## Directions for this task
Please pick out every line in the entries below that contains the word "silver", and copy each of those lines.

## Records for this task
____________

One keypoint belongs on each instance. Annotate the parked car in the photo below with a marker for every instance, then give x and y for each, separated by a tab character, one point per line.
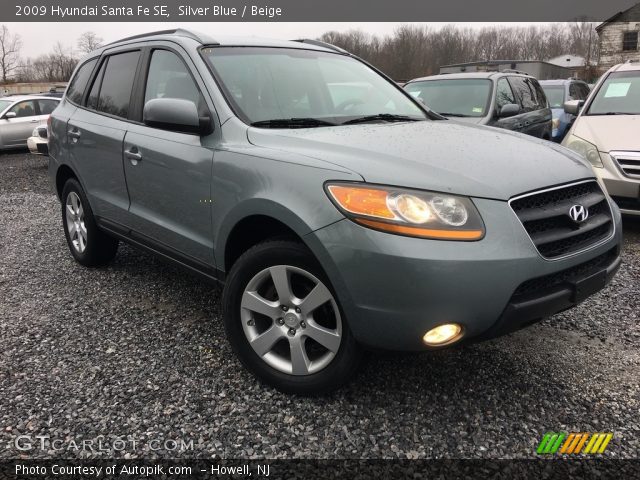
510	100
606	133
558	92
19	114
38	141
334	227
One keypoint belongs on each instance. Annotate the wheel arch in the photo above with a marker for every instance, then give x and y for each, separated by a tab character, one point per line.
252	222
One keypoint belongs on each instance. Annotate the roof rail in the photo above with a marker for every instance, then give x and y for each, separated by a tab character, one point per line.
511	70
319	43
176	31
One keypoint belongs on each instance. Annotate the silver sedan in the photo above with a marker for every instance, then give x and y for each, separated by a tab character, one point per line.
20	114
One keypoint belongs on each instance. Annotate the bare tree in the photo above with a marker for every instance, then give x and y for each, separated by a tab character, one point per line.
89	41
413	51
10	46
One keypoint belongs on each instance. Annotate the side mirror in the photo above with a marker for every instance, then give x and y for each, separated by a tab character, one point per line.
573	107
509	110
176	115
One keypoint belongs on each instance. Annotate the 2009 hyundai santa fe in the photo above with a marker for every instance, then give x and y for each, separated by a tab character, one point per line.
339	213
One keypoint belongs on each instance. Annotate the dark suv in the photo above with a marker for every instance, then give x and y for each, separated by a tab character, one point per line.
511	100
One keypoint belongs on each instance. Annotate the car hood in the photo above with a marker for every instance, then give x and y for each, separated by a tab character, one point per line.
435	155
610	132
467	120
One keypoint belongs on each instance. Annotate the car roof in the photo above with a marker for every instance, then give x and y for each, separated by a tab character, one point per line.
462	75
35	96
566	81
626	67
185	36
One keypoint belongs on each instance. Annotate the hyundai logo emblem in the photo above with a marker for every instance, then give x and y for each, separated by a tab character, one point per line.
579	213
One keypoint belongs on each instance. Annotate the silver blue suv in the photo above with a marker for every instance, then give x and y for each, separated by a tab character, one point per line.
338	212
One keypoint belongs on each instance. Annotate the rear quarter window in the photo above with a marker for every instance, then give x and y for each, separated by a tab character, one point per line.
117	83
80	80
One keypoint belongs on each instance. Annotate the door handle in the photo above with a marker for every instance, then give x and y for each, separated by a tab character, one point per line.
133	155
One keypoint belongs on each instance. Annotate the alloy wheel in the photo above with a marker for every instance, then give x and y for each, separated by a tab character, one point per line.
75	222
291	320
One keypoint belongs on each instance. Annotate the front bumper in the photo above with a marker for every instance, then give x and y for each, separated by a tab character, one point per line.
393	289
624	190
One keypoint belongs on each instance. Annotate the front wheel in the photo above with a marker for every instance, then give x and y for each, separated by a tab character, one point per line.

____________

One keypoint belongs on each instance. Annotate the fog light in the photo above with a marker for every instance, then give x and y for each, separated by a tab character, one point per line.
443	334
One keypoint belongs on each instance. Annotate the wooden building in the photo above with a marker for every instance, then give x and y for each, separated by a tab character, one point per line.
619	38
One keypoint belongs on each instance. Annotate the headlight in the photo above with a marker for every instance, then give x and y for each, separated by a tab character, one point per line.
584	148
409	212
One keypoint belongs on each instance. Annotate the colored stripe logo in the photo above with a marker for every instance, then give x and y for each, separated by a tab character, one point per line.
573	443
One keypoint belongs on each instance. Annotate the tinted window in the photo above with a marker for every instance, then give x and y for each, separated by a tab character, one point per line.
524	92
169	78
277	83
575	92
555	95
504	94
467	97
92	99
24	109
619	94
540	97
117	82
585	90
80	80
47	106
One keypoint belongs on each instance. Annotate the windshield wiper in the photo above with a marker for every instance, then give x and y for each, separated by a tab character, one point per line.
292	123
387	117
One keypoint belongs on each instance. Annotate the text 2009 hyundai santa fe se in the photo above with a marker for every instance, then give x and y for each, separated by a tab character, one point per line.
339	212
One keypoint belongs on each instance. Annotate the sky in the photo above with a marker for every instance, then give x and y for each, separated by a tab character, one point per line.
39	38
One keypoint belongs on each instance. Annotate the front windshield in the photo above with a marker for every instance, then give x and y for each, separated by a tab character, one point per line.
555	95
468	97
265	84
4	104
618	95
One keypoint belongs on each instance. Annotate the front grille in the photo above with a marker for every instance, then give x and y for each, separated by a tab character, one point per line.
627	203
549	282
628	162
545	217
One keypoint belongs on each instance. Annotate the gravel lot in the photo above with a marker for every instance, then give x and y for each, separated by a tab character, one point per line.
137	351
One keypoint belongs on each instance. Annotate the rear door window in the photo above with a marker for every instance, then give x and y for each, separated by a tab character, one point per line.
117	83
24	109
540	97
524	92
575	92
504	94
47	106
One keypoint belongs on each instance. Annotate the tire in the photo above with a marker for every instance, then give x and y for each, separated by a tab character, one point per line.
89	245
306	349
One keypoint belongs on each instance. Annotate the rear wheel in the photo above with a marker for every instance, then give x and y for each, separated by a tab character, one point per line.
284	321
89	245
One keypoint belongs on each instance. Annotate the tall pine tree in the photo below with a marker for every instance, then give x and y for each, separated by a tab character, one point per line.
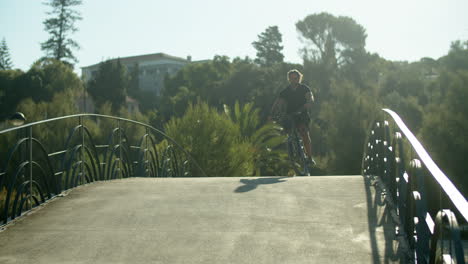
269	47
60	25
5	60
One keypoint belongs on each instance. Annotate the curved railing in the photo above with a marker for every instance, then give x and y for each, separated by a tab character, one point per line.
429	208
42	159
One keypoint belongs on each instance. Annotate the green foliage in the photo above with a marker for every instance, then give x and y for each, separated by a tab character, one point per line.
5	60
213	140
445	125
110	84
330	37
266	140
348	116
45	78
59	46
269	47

____________

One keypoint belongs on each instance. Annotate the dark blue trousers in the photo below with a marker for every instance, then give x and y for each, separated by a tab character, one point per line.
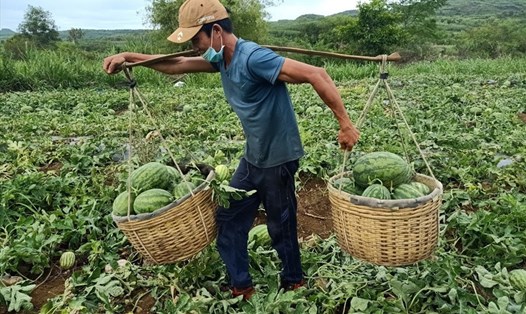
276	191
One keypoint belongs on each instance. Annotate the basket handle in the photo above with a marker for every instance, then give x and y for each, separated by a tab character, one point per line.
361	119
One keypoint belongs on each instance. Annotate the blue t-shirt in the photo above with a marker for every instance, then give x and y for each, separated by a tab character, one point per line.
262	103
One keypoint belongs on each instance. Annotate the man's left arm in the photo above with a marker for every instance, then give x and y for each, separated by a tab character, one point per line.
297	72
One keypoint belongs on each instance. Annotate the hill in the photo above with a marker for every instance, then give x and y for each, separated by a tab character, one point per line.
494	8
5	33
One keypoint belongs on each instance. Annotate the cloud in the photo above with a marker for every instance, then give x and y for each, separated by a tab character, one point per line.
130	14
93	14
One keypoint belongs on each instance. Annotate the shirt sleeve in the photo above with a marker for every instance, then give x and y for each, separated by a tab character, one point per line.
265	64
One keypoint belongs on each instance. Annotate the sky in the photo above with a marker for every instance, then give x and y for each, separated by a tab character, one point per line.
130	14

____________

## Reply
One keypoint belongs on each instance. Annotate the silver sedan in the photo above with a marker for every instance, then give x and y for each, separated by a tab character, one point per line.
One keypoint belongs on each instance. Annotate the silver blue suv in the photo above with a marker for every instance, then give x and y for each, separated by a tab character, one point per line.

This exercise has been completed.